TASK ITEM:
Scan the records for the string "covered" and copy every line that holds it.

*** SUPPLIED ENTRIES Section Begins ***

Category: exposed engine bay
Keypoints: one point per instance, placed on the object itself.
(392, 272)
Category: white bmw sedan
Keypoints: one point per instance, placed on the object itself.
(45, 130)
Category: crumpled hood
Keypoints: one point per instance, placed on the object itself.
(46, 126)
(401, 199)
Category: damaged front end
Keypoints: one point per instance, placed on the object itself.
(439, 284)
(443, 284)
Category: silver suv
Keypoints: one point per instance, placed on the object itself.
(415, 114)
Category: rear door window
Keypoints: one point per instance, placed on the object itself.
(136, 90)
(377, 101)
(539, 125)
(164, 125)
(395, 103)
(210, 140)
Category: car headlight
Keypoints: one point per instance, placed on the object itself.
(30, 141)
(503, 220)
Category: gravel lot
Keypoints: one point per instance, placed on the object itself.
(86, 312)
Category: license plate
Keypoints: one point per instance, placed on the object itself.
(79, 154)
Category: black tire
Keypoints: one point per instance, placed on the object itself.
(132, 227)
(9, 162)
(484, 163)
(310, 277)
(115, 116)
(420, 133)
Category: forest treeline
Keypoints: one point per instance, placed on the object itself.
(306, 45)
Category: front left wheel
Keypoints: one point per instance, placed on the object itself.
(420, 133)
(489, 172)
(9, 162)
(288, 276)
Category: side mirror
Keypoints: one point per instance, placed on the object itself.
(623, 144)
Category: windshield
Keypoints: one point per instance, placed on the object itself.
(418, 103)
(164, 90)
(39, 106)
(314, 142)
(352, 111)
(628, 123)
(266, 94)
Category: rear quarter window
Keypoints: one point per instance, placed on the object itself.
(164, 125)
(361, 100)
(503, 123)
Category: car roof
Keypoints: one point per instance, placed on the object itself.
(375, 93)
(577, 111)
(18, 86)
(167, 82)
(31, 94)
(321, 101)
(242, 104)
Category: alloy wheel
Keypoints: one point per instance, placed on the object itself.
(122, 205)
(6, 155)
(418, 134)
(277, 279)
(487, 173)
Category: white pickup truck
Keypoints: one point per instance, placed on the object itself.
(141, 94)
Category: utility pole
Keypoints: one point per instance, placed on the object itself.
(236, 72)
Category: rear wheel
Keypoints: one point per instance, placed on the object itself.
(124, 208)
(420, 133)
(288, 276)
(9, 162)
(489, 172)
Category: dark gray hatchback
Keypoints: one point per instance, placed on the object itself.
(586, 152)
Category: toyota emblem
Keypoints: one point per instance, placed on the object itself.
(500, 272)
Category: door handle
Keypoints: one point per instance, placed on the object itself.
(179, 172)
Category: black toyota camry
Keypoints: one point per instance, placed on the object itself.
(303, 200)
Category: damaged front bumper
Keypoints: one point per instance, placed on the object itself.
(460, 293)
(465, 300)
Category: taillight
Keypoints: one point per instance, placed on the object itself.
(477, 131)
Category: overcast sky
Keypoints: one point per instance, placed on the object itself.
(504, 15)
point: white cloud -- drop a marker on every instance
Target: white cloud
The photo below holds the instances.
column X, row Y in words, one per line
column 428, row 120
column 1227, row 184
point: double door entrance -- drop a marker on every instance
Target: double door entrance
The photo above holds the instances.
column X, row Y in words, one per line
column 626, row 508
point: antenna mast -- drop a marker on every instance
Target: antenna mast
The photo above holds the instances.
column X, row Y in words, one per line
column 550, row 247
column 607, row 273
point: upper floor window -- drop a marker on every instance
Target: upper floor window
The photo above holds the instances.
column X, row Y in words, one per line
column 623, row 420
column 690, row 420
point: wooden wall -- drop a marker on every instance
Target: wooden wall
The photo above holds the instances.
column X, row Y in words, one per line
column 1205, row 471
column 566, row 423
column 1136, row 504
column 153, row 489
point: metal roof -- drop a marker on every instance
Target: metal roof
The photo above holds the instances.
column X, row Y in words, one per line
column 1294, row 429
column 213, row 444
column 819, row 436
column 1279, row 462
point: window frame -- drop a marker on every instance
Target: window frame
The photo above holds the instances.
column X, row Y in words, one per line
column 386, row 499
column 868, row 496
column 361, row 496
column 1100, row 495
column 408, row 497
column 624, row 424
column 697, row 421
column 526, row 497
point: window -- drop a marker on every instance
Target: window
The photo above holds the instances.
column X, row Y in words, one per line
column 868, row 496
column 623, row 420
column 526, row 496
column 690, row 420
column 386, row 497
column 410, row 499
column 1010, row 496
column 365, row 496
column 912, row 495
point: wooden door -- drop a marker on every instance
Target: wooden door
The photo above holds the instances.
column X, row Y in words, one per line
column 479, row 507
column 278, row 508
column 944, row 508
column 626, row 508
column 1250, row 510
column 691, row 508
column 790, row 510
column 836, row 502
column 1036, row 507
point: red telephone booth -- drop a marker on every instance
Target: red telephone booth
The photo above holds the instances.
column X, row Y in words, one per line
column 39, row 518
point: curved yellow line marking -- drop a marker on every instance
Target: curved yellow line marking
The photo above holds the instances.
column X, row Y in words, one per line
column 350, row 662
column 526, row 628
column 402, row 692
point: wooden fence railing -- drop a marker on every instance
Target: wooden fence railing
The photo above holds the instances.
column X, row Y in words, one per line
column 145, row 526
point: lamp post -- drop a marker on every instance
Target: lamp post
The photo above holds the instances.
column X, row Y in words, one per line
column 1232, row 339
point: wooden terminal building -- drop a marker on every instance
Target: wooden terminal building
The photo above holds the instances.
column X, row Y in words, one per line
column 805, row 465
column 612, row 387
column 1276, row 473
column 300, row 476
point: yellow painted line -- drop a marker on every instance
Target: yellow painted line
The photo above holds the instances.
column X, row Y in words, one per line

*** SUPPLIED ENTRIES Section Ends ***
*** SUPPLIED ENTRIES Section Begins ***

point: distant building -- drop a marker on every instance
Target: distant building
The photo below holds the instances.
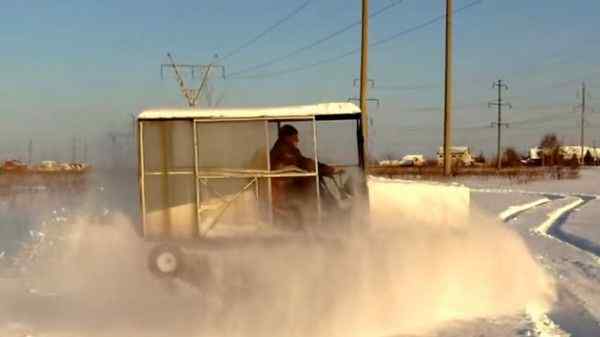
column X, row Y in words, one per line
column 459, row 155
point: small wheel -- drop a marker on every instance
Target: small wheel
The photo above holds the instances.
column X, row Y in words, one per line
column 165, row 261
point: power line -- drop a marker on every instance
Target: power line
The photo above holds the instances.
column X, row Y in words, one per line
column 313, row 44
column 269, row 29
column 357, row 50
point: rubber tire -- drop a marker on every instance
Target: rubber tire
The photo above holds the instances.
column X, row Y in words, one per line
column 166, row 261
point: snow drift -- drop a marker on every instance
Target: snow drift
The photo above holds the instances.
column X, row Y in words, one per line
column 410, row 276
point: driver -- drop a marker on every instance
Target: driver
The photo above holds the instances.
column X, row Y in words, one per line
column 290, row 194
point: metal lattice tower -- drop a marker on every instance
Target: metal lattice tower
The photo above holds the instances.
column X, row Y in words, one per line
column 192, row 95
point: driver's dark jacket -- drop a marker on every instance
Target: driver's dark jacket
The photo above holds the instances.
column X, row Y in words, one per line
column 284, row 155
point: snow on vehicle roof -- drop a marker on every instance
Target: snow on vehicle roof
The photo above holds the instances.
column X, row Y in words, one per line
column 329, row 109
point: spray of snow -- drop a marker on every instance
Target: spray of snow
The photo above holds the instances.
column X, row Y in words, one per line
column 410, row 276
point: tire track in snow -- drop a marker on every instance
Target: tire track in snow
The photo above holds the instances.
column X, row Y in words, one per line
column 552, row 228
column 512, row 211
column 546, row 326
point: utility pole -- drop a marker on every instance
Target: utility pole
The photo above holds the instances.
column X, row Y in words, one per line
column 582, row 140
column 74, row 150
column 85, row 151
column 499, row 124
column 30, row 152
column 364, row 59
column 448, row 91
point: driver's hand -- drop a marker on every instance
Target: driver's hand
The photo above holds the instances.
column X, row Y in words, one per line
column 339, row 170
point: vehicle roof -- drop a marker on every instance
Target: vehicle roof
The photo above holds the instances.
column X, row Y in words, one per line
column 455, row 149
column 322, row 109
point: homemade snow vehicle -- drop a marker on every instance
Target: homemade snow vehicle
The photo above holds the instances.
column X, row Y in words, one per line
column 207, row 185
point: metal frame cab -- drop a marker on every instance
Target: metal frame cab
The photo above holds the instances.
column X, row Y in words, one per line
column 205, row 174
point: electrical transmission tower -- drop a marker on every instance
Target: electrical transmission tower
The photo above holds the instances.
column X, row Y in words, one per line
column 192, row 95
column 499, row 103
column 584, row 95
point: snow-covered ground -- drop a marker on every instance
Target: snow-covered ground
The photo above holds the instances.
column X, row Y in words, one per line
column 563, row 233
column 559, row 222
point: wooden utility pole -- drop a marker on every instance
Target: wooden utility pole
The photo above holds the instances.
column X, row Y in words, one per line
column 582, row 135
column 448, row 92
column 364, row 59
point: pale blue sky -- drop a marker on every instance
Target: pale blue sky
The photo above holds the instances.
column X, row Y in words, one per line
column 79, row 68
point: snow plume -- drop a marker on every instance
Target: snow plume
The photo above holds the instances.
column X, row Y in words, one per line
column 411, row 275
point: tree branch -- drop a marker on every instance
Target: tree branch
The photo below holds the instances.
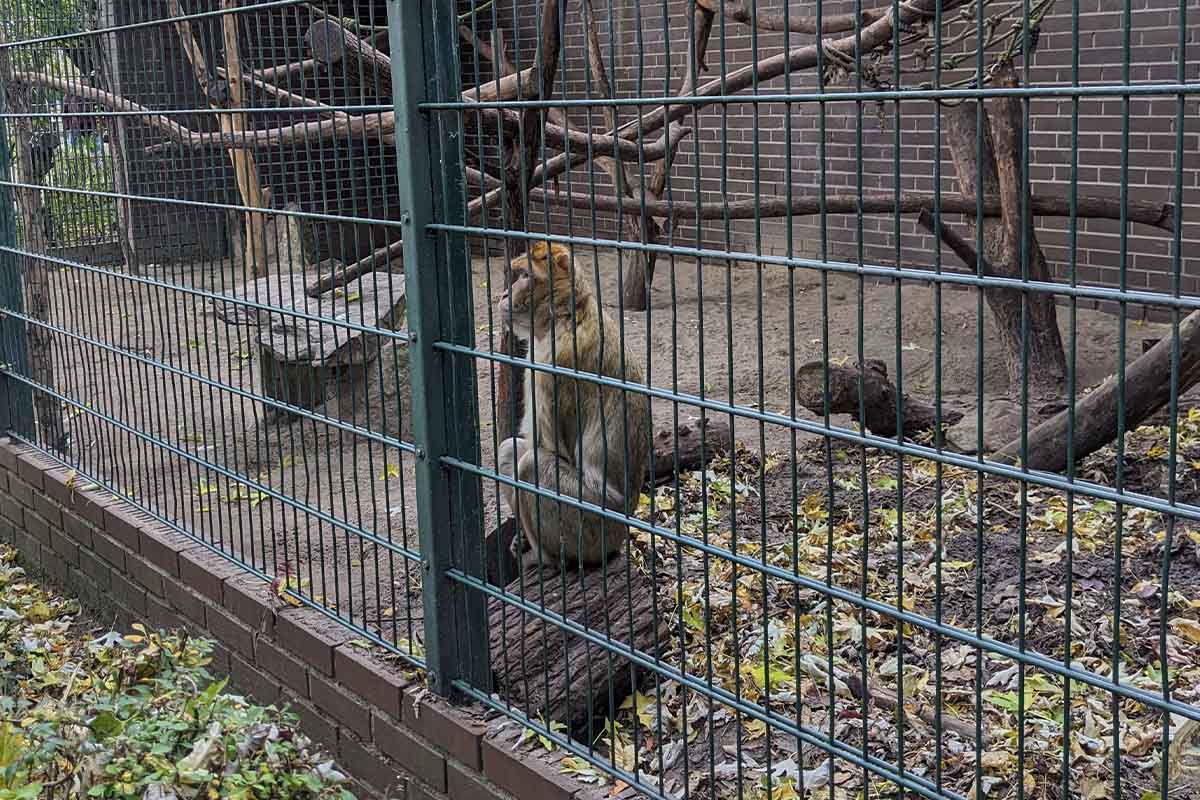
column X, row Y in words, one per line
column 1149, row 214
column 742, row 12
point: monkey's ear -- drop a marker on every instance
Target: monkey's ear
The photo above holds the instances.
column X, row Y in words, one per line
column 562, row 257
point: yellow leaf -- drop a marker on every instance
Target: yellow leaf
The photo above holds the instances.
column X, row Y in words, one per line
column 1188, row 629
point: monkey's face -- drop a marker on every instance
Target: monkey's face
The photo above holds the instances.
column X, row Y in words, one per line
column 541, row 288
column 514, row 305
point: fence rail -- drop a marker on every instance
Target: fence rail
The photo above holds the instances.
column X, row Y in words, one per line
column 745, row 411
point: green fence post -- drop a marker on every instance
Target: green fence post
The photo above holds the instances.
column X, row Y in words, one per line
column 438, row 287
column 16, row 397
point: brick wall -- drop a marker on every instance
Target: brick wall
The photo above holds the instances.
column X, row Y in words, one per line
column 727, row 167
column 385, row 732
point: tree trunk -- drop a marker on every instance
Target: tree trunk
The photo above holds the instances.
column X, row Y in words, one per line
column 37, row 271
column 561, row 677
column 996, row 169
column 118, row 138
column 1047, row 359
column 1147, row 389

*** SUPPLIED ENTRIES Section Ends ***

COMPLETED TASK:
point: snow-covered ground -- drop a marker on every instance
Target: snow-covered ground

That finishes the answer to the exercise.